Start of RECORDS PROVIDED
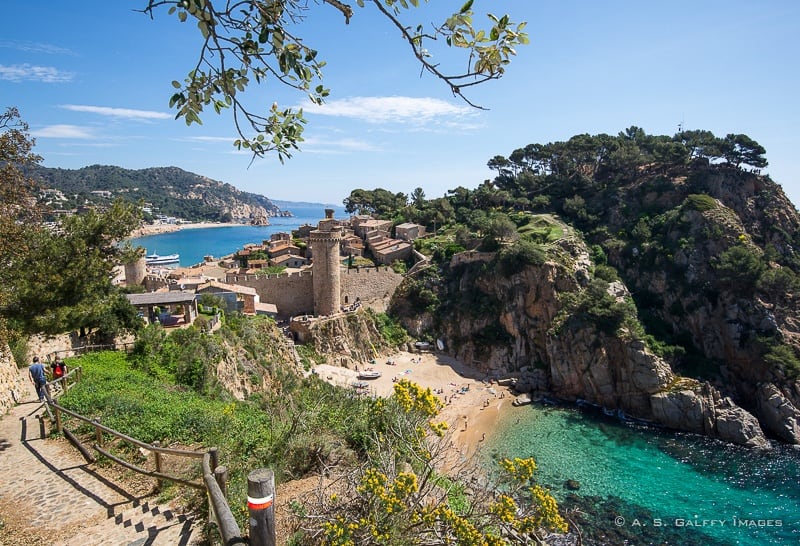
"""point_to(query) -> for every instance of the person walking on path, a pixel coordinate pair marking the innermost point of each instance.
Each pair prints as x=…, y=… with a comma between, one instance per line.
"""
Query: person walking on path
x=59, y=368
x=38, y=378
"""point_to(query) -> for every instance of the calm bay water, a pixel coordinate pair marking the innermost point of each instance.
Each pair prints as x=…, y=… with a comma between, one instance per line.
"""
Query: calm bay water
x=194, y=244
x=640, y=485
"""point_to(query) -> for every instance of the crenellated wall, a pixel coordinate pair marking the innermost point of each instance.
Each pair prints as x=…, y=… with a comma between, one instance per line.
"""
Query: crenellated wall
x=369, y=285
x=11, y=381
x=293, y=293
End of RECORDS PROVIDED
YOUR INSTRUCTIONS:
Return every line of the material above word for word, leaving out the pictures.

COMPLETE OUTPUT:
"""point_to(query) -> for every instance of the person walking on path, a pixel coordinate pair marking the innermost point of each instance.
Each pair prints as x=…, y=… with a comma between, one instance per line.
"""
Query: person walking on path
x=59, y=368
x=38, y=378
"""point_to(query) -> for every instance of the calm bay water, a pixel coordinate pair marking the innermost point of each instance.
Each pair prints as x=…, y=… with a comma between, one instance per line.
"""
Query: calm bay water
x=194, y=244
x=640, y=485
"""point_to(query) -> for every instance of the crenellated wall, a pixel coordinate pair marking the innermost point of each instance.
Each pair prints as x=…, y=… with a comma between, one instance per line.
"""
Query: crenellated wall
x=369, y=285
x=11, y=381
x=293, y=293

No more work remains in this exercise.